> [Given task 1]:
Summarize the tax dispute passage in two sentences.

> [Reading passage]:

§

Although not a collective proceeding in strict sense, something similar to what can be said to be collective proceedings could be triggered under the IT Act by virtue of a search and seizure action in terms of section 132 of the IT Act pursuant to formation of reason to believe by specified officers based on information in possession of such officer that any person is in possession of any money, bullion, jewellery or other valuable article or thing, etc. that represents either wholly or partly the income or property which has not been or would not be disclosed for the purpose purposes of the IT Act.
Upon search and seizure action, the assessing officer is required to issue a notice in accordance with provisions of 153A of IT Act to such person requiring him to furnish the returns of income of each assessment year falling within six assessment years immediately preceding the assessment year relevant to the previous year in which search was conducted or requisition was made.
If concerned officer is satisfied that any money, bullion or other valuable article as well as any books of account or any documents seized or requisitioned in terms of section 132 or 132A relates to a person other than a person who is searched., he can can issue notice and assess or reassess the income of such person for six assesment years immediately preceding the assessment year in which the search was conducted and requisition was made, in terms of section 153C of the IT Act.
5.5 Must the sum in contention be paid into court before a tax dispute is filed?
Under the IT Act, there is normally no requirement for a deposit of the disputed sum in advance before the tax dispute is filed. The deposit of a sum of the tax due on the return filed by the assessee and the amount of tax as calculated based on the return of the assessee itself must however be deposited in terms of section 249 (4) (a) of IT Act and in the case where no return has been filed by the assessee, then the assessee must have paid the amount equal to the amount of advance tax which was payable by him.
In terms of the provisions of section 107(6) of the CGST Act, however, the person appealing the order is required to deposit the sum equal to 10%of the disputed amount at the time of filing of the appeal.
For the calculation of the amount of 10% under section 107(6) (b), the amount of fees, interest, and penalties are not included. furthermore the terms of the notifications issued by CBIC, the appellant is not required to pay any amount as referred to in the above-mentioned provision as a precondition to filing an appeal to the appellant tribunal.
5.6 Has the filing of a tax dispute any effect on the payment of tax, resp. collection possibilities from the authorities?
Filing of an appeal does not result in any automatic stay against collection of taxes and stay application must be filed.
In terms of modified instruction No. 1914 dated 21.03.1996 issued by CBDT, payment required to be made by the assessee as a precondition for stay of demand disputed before CIT(A) is 20%. To read more about condition of pre-deposit of 20% tax click here.

§

> [Task data]:
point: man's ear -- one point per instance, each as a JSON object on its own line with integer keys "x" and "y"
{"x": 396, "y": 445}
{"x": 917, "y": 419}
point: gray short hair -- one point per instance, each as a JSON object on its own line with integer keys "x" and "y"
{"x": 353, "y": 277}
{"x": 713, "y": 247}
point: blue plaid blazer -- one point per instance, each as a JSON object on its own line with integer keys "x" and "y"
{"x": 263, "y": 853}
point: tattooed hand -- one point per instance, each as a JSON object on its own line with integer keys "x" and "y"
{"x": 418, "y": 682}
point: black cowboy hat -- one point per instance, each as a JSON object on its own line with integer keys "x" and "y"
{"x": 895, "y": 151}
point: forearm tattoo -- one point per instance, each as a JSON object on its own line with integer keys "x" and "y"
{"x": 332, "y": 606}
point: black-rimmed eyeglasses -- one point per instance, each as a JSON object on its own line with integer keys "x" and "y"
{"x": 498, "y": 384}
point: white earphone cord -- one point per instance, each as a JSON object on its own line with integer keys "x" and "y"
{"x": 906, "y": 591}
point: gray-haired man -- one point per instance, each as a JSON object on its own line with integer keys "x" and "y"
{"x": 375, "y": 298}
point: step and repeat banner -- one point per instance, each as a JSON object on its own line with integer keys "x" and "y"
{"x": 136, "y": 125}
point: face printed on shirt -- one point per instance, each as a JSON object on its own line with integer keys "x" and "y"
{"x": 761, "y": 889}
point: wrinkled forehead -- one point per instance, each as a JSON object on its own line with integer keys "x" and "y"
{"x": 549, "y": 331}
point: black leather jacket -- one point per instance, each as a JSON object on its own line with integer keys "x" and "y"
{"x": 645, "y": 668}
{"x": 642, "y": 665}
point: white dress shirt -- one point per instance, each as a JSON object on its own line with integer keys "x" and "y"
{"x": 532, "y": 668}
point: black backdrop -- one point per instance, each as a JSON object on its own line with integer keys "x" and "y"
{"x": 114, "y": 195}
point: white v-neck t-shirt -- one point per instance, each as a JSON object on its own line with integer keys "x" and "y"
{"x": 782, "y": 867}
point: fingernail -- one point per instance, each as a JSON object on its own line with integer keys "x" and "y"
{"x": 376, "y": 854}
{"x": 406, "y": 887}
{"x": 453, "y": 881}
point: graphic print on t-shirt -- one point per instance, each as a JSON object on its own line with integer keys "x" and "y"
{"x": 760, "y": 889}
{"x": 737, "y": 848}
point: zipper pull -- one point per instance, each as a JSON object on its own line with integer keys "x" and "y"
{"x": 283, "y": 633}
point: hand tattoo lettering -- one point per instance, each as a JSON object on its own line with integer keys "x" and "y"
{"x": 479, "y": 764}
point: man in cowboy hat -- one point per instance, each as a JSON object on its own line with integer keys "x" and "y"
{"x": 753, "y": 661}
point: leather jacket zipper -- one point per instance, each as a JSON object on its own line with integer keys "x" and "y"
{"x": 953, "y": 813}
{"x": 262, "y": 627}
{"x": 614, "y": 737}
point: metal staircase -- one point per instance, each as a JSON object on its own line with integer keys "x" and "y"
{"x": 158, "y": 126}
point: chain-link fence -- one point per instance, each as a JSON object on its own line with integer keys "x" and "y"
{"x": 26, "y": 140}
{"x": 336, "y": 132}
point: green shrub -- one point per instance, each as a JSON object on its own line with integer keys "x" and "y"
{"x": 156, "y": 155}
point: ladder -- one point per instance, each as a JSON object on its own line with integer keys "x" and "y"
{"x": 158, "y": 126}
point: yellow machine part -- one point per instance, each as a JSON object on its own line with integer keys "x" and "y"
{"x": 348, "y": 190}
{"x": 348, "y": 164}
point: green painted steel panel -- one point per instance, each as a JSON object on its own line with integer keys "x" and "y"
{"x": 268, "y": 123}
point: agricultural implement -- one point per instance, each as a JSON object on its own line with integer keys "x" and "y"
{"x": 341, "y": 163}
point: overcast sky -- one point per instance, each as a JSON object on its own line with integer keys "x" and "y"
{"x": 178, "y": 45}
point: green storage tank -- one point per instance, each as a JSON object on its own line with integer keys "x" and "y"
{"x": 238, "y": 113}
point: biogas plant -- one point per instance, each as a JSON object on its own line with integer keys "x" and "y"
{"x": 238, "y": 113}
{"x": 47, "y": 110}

§

> [Given task 2]:
Put the listing from the line with "point: yellow machine" through the end of the listing into a two-column CSV with the columns request and answer. Use one row per request, with each field quoted and any line breaks turned into spaces.

> [Task answer 1]:
Under the IT Act, a search and seizure action under section 132 can lead to notices requiring returns of income for the six preceding assessment years, both for the person searched under section 153A and, under section 153C, for another person to whom the seized items relate. Normally, no advance deposit of the disputed sum is needed before a tax dispute is filed under the IT Act, apart from tax due on the assessee's own return, whereas section 107(6) of the CGST Act requires a deposit of 10% of the disputed amount when the appeal is filed, and filing an appeal does not automatically stay collection of taxes.

> [Task answer 2]:
request,answer
"point: yellow machine part -- one point per instance, each as a JSON object on its own line with integer keys ""x"" and ""y""","{""x"": 348, ""y"": 190} {""x"": 348, ""y"": 164}"
"point: green painted steel panel -- one point per instance, each as a JSON object on its own line with integer keys ""x"" and ""y""","{""x"": 268, ""y"": 123}"
"point: agricultural implement -- one point per instance, each as a JSON object on its own line with integer keys ""x"" and ""y""","{""x"": 341, ""y"": 163}"
"point: overcast sky -- one point per instance, each as a JSON object on its own line with integer keys ""x"" and ""y""","{""x"": 178, ""y"": 45}"
"point: green storage tank -- one point per instance, each as a JSON object on its own line with integer keys ""x"" and ""y""","{""x"": 238, ""y"": 113}"
"point: biogas plant -- one point per instance, each as a JSON object on its own line with integer keys ""x"" and ""y""","{""x"": 238, ""y"": 113} {""x"": 47, ""y"": 110}"